Task statement :: Which lines in the material below contain the word "windows"? Pick out each one and copy it.

(Source records)
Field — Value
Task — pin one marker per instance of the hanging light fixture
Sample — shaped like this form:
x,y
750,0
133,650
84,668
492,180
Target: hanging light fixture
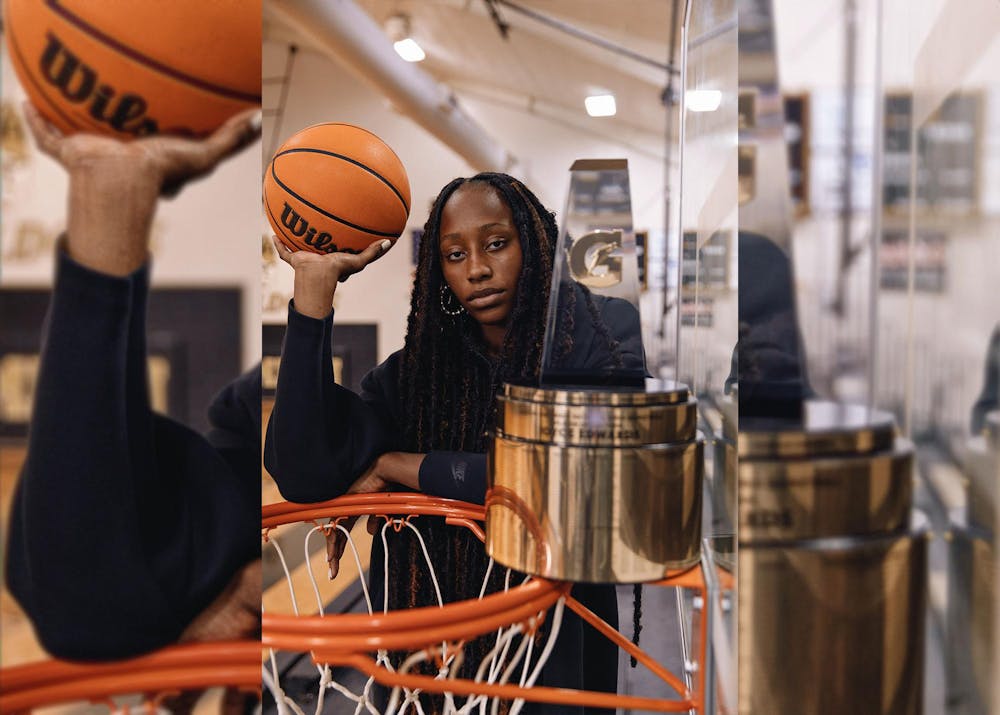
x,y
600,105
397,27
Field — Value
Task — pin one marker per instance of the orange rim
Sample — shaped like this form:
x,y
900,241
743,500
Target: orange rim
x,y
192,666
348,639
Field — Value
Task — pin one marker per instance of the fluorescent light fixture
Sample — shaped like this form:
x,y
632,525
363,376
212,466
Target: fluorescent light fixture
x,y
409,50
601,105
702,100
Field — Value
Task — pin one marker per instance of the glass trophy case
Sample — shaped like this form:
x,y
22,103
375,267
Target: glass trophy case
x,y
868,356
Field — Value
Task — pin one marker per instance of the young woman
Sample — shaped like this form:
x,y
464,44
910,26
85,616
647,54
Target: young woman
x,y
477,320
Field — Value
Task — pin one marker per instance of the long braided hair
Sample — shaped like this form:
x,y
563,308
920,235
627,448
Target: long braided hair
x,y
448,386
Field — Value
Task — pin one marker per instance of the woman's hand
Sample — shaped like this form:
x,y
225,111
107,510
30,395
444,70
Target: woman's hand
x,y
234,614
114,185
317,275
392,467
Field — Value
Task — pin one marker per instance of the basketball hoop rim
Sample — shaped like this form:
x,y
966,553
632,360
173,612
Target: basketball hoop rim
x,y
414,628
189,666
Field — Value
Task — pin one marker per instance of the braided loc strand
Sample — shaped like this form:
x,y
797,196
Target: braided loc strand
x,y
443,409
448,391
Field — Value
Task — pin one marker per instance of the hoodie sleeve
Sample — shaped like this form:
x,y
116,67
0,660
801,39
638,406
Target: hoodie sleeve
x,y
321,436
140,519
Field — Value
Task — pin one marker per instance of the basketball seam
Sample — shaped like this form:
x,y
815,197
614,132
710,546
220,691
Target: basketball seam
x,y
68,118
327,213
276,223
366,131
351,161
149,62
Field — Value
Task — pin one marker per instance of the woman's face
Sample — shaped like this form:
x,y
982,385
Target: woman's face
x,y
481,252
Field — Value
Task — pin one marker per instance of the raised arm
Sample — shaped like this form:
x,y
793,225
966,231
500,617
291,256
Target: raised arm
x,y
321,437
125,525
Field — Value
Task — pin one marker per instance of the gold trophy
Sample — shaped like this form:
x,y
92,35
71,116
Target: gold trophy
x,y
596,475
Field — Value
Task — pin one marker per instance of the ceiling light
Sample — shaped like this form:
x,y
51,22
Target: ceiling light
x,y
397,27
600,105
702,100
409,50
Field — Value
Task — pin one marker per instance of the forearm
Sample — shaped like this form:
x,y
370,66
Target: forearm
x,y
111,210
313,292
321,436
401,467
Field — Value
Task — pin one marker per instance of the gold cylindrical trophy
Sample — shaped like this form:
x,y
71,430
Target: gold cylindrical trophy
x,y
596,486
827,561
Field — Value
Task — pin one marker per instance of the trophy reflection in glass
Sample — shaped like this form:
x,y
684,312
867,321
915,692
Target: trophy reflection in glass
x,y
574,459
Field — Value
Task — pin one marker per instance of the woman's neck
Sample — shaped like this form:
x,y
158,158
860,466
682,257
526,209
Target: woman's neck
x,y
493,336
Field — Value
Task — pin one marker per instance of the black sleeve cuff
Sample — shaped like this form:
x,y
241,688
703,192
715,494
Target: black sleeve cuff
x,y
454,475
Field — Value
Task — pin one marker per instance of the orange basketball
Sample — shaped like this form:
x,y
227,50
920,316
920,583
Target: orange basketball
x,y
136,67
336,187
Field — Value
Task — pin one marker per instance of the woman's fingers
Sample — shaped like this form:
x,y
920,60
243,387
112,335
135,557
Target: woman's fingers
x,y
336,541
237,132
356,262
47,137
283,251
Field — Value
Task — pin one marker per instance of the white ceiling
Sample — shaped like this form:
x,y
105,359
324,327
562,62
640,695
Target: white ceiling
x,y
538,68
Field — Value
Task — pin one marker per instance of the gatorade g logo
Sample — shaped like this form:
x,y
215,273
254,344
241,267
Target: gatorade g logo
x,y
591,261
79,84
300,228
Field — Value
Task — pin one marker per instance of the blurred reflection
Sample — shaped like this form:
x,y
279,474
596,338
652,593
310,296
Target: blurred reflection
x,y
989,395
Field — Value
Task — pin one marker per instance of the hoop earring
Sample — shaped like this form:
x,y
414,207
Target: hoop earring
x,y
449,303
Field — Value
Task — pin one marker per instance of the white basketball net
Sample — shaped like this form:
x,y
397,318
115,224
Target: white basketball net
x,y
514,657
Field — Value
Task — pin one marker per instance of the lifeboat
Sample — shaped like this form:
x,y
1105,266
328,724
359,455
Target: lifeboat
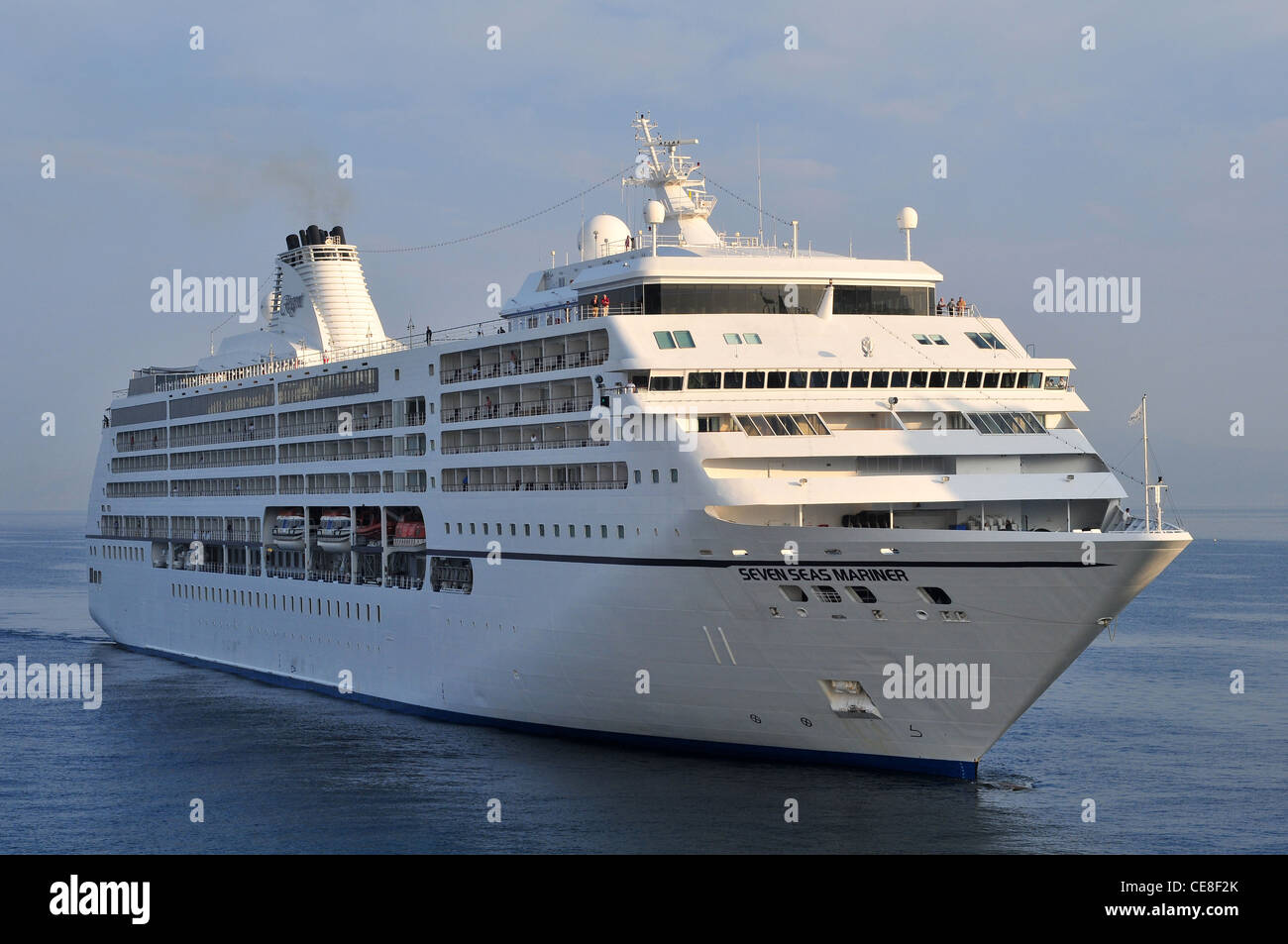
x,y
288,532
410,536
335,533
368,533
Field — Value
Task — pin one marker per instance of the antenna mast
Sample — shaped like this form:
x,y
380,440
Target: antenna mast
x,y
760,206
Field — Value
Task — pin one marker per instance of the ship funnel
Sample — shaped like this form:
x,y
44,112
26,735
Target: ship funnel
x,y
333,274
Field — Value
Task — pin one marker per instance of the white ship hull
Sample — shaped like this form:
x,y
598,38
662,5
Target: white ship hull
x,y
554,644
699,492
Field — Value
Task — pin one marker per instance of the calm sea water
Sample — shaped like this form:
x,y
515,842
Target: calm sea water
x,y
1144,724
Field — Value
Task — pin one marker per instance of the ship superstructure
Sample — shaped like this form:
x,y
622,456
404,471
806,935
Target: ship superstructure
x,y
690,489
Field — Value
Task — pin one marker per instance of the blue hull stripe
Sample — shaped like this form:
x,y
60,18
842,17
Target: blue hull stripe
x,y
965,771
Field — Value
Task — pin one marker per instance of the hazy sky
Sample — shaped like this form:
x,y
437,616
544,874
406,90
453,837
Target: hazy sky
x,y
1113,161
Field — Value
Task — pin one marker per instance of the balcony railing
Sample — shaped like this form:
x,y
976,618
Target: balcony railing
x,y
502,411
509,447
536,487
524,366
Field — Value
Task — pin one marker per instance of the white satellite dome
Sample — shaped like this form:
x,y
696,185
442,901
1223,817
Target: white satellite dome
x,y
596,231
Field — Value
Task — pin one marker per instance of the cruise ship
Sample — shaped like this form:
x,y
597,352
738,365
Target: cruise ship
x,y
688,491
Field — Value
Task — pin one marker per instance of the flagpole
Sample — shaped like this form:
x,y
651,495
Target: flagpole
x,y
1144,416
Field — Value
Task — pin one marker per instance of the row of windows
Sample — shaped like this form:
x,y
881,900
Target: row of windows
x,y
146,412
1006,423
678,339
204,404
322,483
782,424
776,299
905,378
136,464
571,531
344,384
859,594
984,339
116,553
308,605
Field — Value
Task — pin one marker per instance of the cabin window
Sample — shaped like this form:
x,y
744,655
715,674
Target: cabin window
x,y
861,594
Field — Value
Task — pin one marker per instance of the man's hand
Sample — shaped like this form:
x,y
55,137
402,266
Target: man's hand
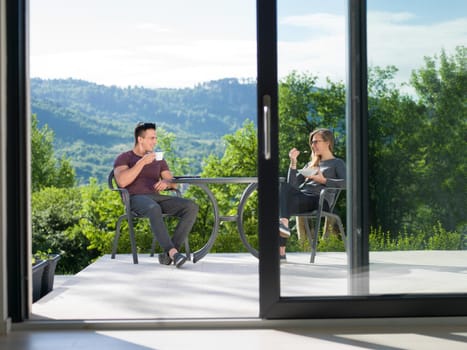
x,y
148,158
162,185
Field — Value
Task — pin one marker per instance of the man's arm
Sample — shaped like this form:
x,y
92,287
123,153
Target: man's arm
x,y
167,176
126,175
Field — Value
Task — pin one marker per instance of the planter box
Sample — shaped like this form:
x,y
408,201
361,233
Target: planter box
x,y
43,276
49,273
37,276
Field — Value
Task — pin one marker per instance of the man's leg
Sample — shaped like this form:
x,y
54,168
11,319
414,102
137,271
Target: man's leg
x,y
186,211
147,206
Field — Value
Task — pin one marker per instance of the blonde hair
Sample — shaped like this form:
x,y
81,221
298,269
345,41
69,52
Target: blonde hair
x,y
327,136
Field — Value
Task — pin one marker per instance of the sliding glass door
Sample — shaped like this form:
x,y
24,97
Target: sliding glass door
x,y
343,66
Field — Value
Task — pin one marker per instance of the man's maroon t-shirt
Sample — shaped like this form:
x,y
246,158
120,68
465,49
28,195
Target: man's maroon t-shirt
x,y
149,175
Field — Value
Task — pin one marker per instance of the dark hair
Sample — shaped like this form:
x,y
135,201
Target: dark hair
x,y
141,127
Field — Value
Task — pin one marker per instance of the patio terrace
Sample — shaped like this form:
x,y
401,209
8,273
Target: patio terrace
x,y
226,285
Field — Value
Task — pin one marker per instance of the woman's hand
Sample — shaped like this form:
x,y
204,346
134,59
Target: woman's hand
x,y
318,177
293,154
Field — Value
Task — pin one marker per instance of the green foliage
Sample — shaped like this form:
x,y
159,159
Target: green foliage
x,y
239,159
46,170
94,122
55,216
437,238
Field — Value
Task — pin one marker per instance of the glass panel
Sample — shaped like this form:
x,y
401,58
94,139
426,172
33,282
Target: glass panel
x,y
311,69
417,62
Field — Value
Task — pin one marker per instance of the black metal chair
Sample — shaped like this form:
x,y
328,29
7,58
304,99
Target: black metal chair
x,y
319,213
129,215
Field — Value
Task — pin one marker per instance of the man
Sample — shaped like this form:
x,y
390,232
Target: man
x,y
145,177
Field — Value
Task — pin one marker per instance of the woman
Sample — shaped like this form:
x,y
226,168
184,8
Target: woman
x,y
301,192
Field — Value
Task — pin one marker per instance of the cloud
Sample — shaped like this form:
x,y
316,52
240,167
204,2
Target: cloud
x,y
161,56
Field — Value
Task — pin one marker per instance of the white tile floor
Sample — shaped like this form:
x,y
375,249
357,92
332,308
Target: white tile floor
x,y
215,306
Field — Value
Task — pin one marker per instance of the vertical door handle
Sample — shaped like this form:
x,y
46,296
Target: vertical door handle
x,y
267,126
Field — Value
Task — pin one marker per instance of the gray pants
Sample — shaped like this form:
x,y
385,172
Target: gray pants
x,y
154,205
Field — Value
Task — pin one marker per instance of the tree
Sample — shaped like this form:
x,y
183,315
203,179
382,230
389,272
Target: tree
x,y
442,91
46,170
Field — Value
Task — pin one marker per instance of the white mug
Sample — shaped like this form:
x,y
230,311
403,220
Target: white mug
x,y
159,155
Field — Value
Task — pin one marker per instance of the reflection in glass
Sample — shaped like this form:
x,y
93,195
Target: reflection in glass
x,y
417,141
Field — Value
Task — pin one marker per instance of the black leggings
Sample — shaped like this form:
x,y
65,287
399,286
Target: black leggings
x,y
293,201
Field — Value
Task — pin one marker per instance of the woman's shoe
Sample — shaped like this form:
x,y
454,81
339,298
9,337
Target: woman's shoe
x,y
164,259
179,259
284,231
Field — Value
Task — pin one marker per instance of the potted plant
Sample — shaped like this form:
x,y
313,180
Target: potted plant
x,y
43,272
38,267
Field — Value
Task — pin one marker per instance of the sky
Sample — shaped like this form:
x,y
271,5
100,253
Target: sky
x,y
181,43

The response ::
Task — pin one marker per instance of the row of windows
Target: row of windows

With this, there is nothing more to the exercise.